[Given entries start]

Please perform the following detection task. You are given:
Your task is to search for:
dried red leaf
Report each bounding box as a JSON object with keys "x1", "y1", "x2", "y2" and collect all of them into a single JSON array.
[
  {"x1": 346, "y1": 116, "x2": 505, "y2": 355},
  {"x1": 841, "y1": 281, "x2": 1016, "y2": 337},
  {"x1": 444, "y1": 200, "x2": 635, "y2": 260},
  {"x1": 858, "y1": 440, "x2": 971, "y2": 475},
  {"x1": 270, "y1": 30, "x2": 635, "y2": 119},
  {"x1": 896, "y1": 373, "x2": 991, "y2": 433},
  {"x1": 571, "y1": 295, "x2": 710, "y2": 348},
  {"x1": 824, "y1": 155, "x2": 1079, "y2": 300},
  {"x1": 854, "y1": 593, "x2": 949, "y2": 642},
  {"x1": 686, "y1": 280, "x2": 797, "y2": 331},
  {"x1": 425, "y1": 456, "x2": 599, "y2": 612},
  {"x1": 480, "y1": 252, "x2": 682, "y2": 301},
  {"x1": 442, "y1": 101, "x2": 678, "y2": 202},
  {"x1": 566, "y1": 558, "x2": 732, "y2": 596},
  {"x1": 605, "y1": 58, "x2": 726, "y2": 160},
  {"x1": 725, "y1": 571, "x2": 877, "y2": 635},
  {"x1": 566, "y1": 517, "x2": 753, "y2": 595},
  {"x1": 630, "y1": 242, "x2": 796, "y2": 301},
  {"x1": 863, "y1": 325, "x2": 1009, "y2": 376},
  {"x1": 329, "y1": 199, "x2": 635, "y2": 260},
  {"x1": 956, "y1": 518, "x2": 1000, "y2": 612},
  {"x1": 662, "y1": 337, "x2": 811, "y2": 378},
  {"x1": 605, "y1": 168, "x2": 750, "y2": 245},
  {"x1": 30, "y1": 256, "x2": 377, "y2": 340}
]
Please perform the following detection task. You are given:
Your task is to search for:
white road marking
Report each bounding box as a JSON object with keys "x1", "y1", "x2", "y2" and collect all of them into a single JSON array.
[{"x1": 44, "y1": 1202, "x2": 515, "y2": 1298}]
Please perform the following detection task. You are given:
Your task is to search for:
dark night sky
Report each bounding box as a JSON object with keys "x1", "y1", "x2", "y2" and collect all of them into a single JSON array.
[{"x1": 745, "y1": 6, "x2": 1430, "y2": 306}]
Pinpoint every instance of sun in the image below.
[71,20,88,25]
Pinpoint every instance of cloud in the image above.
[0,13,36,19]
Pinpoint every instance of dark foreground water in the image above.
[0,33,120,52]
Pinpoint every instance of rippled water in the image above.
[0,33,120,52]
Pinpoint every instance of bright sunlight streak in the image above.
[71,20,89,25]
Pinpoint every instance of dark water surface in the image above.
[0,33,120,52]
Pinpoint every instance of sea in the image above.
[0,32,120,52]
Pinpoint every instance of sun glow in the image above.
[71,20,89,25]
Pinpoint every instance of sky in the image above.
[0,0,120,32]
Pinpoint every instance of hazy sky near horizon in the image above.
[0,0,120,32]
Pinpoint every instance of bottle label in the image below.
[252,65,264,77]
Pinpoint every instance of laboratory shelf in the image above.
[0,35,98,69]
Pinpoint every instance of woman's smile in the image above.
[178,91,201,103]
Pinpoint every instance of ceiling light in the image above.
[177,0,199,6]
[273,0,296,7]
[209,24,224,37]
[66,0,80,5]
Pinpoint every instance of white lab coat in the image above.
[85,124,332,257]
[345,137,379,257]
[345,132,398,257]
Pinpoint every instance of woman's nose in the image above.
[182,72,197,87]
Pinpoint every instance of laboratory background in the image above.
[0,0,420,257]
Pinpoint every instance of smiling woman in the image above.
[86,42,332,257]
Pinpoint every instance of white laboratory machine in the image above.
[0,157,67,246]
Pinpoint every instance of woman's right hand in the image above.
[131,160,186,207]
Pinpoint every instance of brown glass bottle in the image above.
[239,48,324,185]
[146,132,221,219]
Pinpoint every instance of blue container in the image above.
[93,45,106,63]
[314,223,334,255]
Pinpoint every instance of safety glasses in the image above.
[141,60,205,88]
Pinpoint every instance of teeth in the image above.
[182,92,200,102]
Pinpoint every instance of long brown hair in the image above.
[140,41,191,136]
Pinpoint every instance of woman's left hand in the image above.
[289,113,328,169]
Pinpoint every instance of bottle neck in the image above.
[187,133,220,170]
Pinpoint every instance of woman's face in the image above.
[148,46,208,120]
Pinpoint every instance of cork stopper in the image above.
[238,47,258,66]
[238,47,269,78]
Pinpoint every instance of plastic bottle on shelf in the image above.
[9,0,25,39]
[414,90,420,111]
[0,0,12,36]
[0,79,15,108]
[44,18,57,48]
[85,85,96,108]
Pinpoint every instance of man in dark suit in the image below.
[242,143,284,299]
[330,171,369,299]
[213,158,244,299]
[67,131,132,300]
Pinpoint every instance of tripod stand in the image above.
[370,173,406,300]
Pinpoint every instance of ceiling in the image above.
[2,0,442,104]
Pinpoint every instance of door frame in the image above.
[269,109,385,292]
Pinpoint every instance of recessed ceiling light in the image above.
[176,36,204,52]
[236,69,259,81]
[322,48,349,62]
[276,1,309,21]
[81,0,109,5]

[Given entries end]

*Exercise*
Quote every line of the material above word for word, leaving nothing out and changing nothing.

*Solution below*
Please perform the following detection task. You are given:
Your task is to search for:
dried red leaf
Report each bounding box as a JSON object with keys "x1", "y1", "x2", "y2" and collect all of them into a single JSON array.
[
  {"x1": 346, "y1": 116, "x2": 505, "y2": 355},
  {"x1": 841, "y1": 281, "x2": 1016, "y2": 337},
  {"x1": 444, "y1": 200, "x2": 635, "y2": 260},
  {"x1": 858, "y1": 440, "x2": 971, "y2": 475},
  {"x1": 270, "y1": 30, "x2": 635, "y2": 119},
  {"x1": 896, "y1": 373, "x2": 991, "y2": 433},
  {"x1": 571, "y1": 295, "x2": 710, "y2": 348},
  {"x1": 824, "y1": 155, "x2": 1079, "y2": 300},
  {"x1": 854, "y1": 593, "x2": 949, "y2": 642},
  {"x1": 686, "y1": 280, "x2": 797, "y2": 331},
  {"x1": 425, "y1": 456, "x2": 599, "y2": 612},
  {"x1": 480, "y1": 252, "x2": 682, "y2": 301},
  {"x1": 442, "y1": 101, "x2": 678, "y2": 202},
  {"x1": 566, "y1": 558, "x2": 732, "y2": 596},
  {"x1": 605, "y1": 58, "x2": 726, "y2": 160},
  {"x1": 725, "y1": 571, "x2": 877, "y2": 635},
  {"x1": 566, "y1": 517, "x2": 753, "y2": 595},
  {"x1": 630, "y1": 242, "x2": 796, "y2": 301},
  {"x1": 863, "y1": 325, "x2": 1009, "y2": 376},
  {"x1": 329, "y1": 199, "x2": 635, "y2": 260},
  {"x1": 956, "y1": 518, "x2": 1000, "y2": 612},
  {"x1": 662, "y1": 337, "x2": 811, "y2": 378},
  {"x1": 605, "y1": 168, "x2": 750, "y2": 245},
  {"x1": 30, "y1": 256, "x2": 377, "y2": 340}
]
Please perform the following detection task. You are given:
Your task is to search for:
white road marking
Report each bounding box as a JSON object with keys "x1", "y1", "x2", "y2" and collect all of them into a single JSON array.
[{"x1": 44, "y1": 1202, "x2": 515, "y2": 1298}]
Please perform the following detection task. You are given:
Your task is to search for:
dark night sky
Report each bounding box as a JSON object with keys "x1", "y1", "x2", "y2" and collect all of them into a single JSON array.
[{"x1": 745, "y1": 6, "x2": 1430, "y2": 306}]
Pinpoint every instance of sun in the image below.
[71,20,88,25]
Pinpoint every instance of cloud in the image above.
[0,13,36,19]
Pinpoint every instance of dark foreground water in the image above.
[0,33,120,52]
Pinpoint every instance of rippled water in the image above.
[0,33,120,52]
Pinpoint every instance of bright sunlight streak in the image above.
[71,20,89,25]
Pinpoint every instance of dark water surface in the image above.
[0,33,120,52]
Pinpoint every instance of sea in the image above.
[0,32,120,52]
Pinpoint every instance of sun glow in the image above.
[71,20,89,25]
Pinpoint every instance of sky in the image above.
[0,0,120,32]
Pinpoint every instance of hazy sky near horizon in the image above.
[0,0,120,32]
Pinpoint every instance of bottle label in the image below.
[252,65,264,77]
Pinpoint every instance of laboratory shelf in the image above.
[0,35,98,69]
Pinpoint every instance of woman's smile in the image above.
[178,91,201,103]
Pinpoint every instance of ceiling light in the image above.
[177,0,199,6]
[273,0,296,7]
[209,24,224,37]
[66,0,80,5]
Pinpoint every instance of white lab coat in the image above.
[85,124,332,257]
[345,137,379,257]
[345,132,398,257]
Pinpoint every instance of woman's nose in the image above.
[182,72,197,87]
Pinpoint every instance of laboratory background in the image above.
[0,0,420,257]
Pinpoint every instance of smiling woman in the image above.
[86,42,332,257]
Pinpoint every instance of white laboratory machine in the image above.
[0,157,67,246]
Pinpoint every instance of woman's right hand in the image above.
[131,160,186,207]
Pinpoint every instance of brown glass bottle in the image above.
[239,48,324,185]
[146,132,221,219]
Pinpoint every instance of blue container in the image above.
[93,45,106,63]
[314,223,334,255]
Pinpoint every instance of safety glasses in the image above.
[141,60,205,88]
Pinpoint every instance of teeth in the image above.
[182,92,200,102]
Pinpoint every instance of long brown hair in the image above.
[140,41,191,136]
Pinpoint every instance of woman's left hand in the image above.
[289,113,328,169]
Pinpoint every instance of bottle neck in the image above.
[187,133,220,170]
Pinpoint every instance of woman's face in the image above.
[148,46,208,120]
Pinpoint every instance of cork stopper in the image above.
[238,47,258,66]
[238,47,269,78]
Pinpoint every instance of plastic bottle on shelf in the image above.
[9,0,25,39]
[414,90,420,111]
[0,0,12,36]
[0,79,15,108]
[44,18,57,48]
[85,85,96,108]
Pinpoint every instance of man in dark suit in the image below.
[242,143,284,299]
[330,171,369,299]
[213,158,244,299]
[67,131,132,300]
Pinpoint every instance of tripod stand in the image above.
[370,173,406,300]
Pinpoint every instance of ceiling in the image above.
[2,0,442,104]
Pinpoint every instance of door frame in the image above.
[269,109,385,292]
Pinpoint every instance of recessed ceiling light in the image above.
[176,36,204,52]
[236,69,259,81]
[322,48,349,62]
[276,1,309,21]
[81,0,109,5]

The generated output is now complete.